■ **Set problem 1**
List every line in the rows that contains the word "wall", treating uppercase and lowercase as different.

Meanwhile, as crazy but not so rich Singaporeans spend their weekends trudging through Changi Airport to take in the world’s highest indoor waterfall and whatever can be offered by the air-conditioned ecosphere of Jewel, the Uncles and Aunties with still fairly intact and substantial savings from their CPF and en-bloc windfalls will not welcome the increase in the casino 24-hour daily levy from $100 to $150 and the annual levy from $2,000 to$3,000. They might have to abandon their grandchildren and make their way to Genting Highlands to try their luck at the machines or the blackjack table. From one Genting casino in Sentosa to yet another. The largely expatriate English-educated crowd will stay in MBS and perhaps jet to Australia on long weekends. Or they will hit hospitable Manila – where people actually speak good English and are pleasant – to throw their dice or play five-card poker.

■ **Set problem 2**
Using the excerpt on Singapore's casino levies, decide whether each statement agrees with it, answering yes or no and quoting the words that settle it. (a) The daily casino levy goes up from $100 to $150. (b) The expatriate crowd will head to Genting Highlands. (c) The waterfall at Changi Airport is described as the world's highest indoor waterfall.

[Items from a dataset]

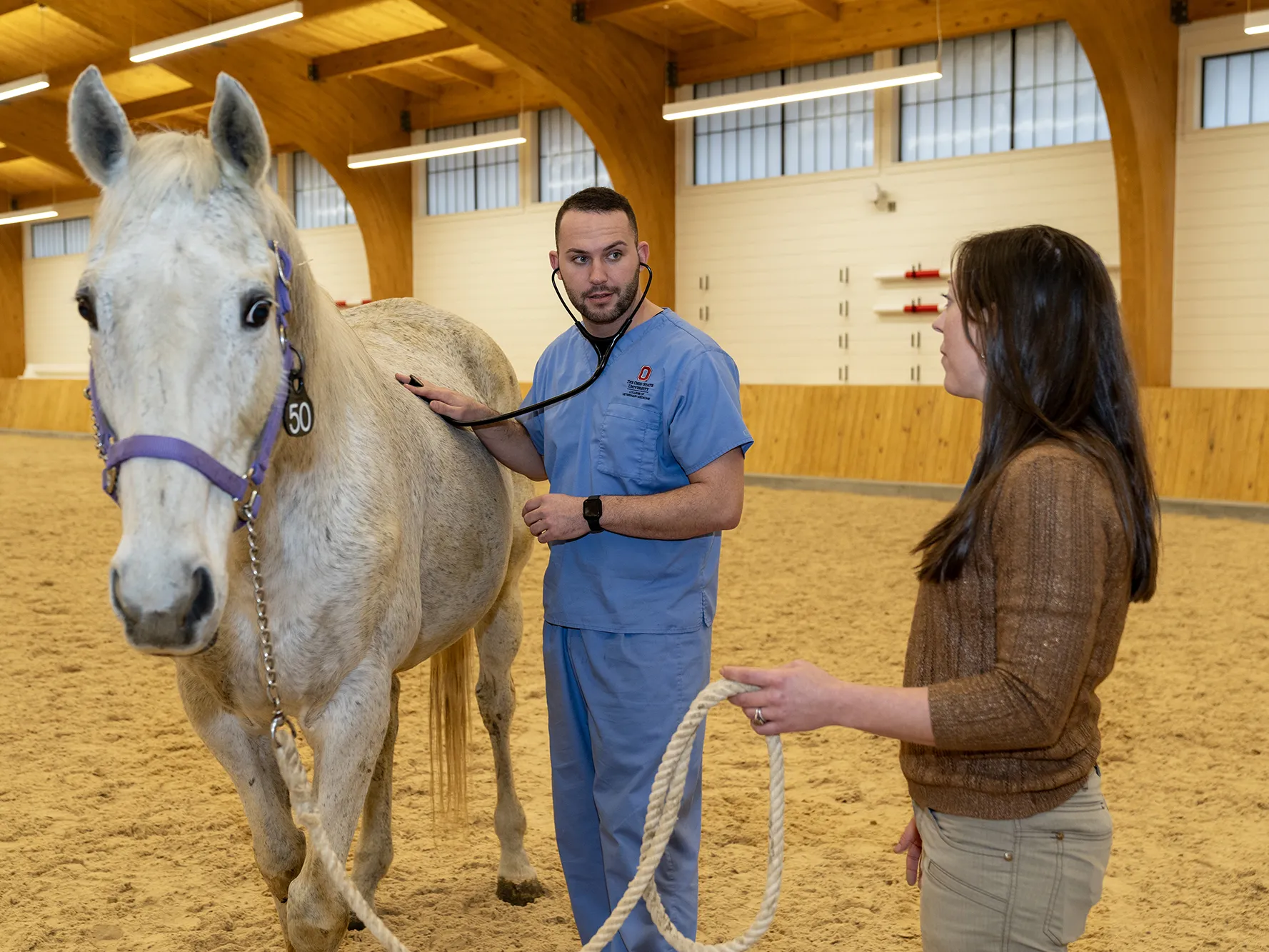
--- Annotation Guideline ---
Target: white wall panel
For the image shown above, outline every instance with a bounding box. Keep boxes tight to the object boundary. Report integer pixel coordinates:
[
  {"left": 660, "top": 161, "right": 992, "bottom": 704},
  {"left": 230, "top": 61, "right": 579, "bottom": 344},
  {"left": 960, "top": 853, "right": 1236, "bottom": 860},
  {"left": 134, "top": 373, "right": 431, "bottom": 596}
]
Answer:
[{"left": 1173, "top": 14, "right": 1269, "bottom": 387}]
--
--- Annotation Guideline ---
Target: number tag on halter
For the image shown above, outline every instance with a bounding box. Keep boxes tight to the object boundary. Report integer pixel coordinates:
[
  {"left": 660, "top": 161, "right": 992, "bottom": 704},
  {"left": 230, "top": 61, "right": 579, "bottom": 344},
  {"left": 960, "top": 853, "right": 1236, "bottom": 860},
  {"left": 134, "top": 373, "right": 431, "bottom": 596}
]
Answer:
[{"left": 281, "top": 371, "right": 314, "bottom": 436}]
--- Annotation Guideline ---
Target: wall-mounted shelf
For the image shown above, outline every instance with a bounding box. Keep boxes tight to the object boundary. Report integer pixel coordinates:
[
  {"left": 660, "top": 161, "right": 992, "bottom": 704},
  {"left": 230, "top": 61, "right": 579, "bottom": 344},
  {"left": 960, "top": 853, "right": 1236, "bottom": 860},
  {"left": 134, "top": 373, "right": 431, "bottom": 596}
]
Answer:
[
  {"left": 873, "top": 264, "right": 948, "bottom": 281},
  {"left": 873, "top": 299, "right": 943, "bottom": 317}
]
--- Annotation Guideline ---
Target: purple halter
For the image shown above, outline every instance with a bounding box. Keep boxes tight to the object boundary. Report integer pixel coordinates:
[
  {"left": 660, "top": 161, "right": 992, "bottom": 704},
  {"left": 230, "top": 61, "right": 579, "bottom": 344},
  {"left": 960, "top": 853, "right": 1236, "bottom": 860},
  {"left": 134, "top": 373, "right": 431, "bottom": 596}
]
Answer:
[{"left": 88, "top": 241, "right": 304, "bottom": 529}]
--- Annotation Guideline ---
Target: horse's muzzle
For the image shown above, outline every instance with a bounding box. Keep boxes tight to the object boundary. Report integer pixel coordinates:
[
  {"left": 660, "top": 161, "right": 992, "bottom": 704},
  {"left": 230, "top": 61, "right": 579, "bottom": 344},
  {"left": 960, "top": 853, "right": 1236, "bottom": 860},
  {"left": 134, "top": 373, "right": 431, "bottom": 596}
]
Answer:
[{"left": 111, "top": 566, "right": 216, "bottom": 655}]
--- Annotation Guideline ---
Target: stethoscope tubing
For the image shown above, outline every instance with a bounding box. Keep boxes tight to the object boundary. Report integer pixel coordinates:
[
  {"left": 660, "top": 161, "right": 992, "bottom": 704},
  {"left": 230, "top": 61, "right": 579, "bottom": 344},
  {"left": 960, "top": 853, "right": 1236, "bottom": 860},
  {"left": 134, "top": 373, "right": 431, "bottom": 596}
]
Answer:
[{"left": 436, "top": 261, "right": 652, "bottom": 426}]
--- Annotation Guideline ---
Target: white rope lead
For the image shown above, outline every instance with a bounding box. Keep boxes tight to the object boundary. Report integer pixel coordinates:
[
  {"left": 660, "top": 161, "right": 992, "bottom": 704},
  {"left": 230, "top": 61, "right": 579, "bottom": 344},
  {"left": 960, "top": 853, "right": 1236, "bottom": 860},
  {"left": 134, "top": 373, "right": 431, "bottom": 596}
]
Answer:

■ **Response 1**
Target: white wall panel
Target: wall-mounted shelf

■ **Response 2**
(a) Yes: "the increase in the casino 24-hour daily levy from $100 to $150"
(b) No: "The largely expatriate English-educated crowd will stay in MBS and perhaps jet to Australia on long weekends."
(c) Yes: "the world’s highest indoor waterfall"